Update the stretch of records from the line containing "Q: For each instance of the gray suit" through the line containing "x=23, y=346" by replacing "gray suit jacket sleeve" with "charcoal suit jacket sleeve" and leaving everything else unchanged. Give back only those lines.

-.-.-

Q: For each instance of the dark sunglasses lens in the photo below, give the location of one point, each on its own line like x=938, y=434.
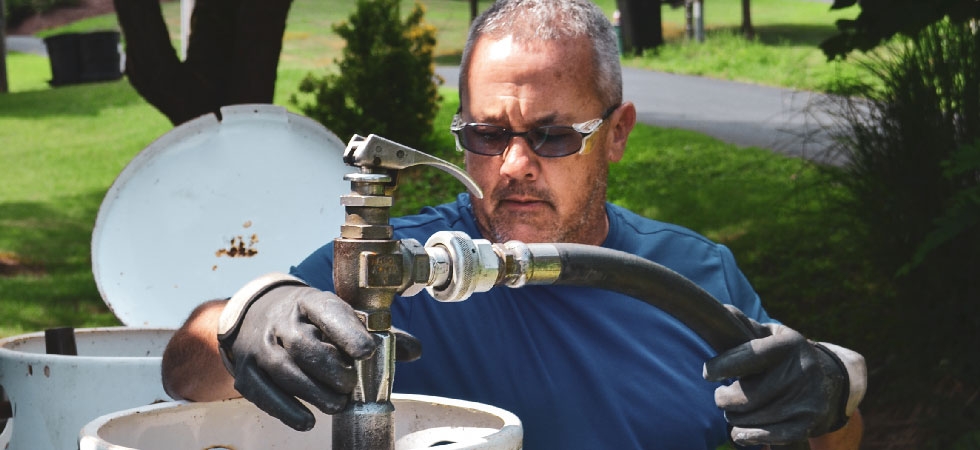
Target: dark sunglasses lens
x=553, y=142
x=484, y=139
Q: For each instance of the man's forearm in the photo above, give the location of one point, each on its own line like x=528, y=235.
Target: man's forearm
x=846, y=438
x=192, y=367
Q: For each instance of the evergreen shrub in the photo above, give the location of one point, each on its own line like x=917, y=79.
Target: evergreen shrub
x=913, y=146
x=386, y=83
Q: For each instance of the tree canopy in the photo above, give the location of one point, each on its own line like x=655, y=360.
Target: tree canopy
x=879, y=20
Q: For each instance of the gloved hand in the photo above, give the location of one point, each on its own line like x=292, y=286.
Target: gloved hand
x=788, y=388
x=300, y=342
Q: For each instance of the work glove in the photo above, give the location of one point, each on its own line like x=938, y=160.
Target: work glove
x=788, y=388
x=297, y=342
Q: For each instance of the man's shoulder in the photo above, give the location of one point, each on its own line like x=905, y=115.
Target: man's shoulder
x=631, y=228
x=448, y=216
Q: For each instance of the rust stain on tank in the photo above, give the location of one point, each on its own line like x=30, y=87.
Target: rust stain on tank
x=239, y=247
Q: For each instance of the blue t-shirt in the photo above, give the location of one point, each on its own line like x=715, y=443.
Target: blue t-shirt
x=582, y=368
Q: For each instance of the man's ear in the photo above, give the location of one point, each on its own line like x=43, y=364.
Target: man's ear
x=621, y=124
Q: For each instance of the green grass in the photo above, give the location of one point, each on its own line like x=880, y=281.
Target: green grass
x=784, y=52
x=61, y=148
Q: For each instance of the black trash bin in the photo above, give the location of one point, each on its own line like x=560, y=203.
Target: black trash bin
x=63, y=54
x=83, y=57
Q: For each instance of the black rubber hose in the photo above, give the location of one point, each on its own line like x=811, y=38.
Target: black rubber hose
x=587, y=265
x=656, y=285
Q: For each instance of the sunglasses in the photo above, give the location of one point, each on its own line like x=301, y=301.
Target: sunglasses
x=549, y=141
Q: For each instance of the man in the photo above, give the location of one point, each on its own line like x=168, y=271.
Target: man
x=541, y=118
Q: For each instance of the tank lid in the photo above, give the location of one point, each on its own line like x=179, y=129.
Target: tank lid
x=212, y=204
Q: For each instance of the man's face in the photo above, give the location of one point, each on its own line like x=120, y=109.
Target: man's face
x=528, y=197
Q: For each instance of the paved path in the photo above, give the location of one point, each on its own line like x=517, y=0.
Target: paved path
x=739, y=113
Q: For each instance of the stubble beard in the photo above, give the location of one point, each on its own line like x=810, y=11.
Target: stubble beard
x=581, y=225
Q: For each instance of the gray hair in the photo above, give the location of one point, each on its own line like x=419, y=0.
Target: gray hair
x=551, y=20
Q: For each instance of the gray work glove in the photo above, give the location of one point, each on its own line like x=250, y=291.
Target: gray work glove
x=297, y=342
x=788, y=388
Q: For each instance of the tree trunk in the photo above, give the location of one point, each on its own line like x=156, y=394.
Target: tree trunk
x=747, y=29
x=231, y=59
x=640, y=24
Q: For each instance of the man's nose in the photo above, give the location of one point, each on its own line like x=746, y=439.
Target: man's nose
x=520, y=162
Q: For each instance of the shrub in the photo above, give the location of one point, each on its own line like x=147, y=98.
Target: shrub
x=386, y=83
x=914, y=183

-.-.-

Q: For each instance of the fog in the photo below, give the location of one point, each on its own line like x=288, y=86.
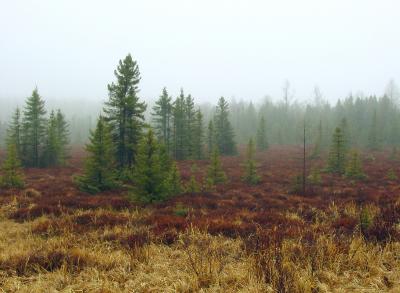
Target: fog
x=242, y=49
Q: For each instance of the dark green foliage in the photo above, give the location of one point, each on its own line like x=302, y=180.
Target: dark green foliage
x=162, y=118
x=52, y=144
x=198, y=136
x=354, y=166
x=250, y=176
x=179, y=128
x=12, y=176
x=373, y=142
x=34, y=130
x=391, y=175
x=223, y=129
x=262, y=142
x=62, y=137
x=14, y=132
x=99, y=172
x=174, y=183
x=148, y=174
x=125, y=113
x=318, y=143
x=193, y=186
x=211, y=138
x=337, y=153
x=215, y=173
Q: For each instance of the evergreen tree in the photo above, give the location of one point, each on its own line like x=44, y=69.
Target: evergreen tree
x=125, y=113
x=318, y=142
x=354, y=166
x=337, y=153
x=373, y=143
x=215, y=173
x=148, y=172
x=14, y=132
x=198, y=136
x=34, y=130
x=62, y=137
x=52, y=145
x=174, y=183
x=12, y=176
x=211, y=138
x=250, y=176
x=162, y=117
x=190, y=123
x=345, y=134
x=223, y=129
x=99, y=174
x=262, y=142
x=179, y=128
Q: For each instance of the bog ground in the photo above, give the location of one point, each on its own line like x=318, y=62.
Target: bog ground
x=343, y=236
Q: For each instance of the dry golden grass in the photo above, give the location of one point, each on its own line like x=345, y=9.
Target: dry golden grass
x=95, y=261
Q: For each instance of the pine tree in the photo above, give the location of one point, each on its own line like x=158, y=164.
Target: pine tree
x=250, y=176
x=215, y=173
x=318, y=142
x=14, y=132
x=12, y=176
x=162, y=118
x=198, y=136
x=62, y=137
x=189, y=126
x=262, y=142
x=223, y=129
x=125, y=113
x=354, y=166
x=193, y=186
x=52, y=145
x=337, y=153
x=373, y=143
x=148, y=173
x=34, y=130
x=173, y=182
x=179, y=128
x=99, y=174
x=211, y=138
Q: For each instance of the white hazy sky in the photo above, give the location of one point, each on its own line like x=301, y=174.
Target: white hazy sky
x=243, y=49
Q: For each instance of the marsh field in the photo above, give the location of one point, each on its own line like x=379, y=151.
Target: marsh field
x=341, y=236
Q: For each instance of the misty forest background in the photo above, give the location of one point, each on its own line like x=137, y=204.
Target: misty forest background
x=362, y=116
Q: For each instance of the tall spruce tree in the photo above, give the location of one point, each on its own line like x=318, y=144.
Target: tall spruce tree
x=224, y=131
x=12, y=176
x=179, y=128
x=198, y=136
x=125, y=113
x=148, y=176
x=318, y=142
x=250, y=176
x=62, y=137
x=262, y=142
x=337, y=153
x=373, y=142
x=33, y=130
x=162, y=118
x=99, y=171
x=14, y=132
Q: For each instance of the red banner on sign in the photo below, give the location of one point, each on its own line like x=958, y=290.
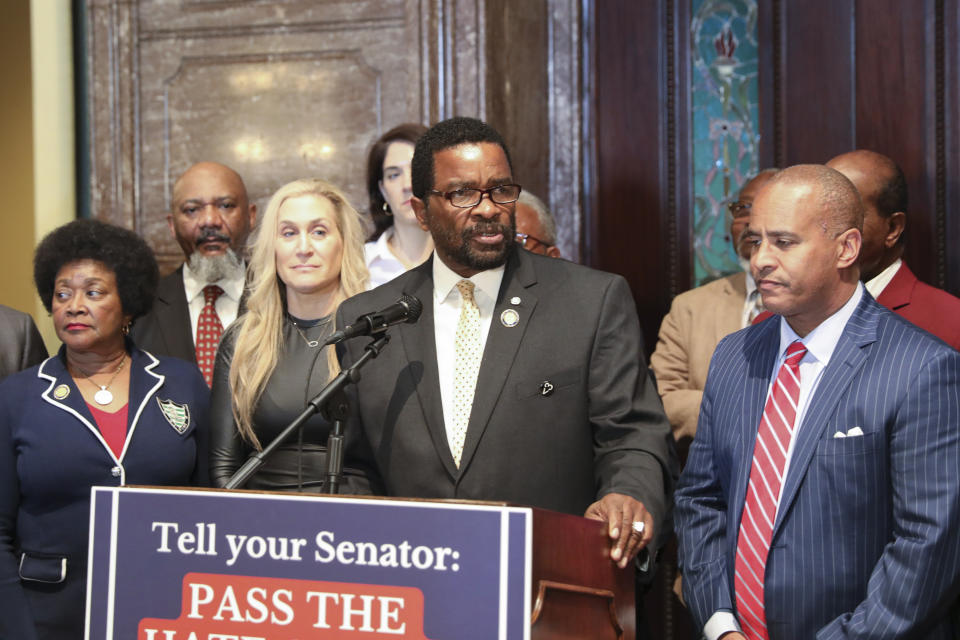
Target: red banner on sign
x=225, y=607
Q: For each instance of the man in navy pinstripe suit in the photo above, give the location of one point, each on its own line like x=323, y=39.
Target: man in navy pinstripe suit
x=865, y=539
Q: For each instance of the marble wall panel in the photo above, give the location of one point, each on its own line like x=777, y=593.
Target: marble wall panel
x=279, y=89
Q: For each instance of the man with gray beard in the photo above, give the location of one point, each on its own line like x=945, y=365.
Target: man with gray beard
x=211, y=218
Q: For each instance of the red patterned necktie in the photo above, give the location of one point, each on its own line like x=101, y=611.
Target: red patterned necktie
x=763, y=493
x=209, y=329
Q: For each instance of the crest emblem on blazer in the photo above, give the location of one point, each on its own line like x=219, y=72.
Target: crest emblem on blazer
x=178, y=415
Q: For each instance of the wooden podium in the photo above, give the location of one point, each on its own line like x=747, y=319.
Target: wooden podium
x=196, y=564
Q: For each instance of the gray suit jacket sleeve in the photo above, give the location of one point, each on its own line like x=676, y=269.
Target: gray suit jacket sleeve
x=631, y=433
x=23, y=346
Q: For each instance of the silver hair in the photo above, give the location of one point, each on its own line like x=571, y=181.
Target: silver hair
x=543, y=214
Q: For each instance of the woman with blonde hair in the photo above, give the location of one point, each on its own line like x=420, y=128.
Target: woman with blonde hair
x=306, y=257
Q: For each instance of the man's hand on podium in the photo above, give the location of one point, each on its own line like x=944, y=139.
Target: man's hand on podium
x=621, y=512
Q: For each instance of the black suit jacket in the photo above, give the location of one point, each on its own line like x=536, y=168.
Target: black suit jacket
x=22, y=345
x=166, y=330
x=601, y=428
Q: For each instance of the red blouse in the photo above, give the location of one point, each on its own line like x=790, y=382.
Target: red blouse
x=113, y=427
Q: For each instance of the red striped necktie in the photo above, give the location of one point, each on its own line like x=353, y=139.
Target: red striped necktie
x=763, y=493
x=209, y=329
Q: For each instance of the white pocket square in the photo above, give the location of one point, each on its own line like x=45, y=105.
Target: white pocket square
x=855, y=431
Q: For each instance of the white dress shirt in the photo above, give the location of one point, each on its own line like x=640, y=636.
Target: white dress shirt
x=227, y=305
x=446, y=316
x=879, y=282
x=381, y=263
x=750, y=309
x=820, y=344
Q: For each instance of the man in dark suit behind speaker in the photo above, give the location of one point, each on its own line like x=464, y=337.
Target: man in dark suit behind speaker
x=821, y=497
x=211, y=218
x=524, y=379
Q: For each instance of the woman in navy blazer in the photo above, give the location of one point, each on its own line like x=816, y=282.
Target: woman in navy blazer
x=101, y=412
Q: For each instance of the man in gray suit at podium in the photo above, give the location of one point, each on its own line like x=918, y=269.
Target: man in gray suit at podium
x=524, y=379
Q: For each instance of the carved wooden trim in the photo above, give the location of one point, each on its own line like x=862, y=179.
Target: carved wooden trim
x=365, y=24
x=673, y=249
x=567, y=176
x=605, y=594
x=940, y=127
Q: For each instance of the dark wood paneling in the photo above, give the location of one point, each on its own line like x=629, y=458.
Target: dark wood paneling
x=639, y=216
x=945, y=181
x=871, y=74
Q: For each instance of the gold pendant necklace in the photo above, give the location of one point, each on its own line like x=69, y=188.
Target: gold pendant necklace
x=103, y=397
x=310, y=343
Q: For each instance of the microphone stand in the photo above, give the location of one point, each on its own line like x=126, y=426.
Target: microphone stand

-.-.-

Exercise solution:
Q: For each instance of the charcoal suit jacket sleeve in the photo above, give the location of one point, each on its own line like x=676, y=269.
Target: charcoal suit jacket sleeve
x=631, y=433
x=23, y=346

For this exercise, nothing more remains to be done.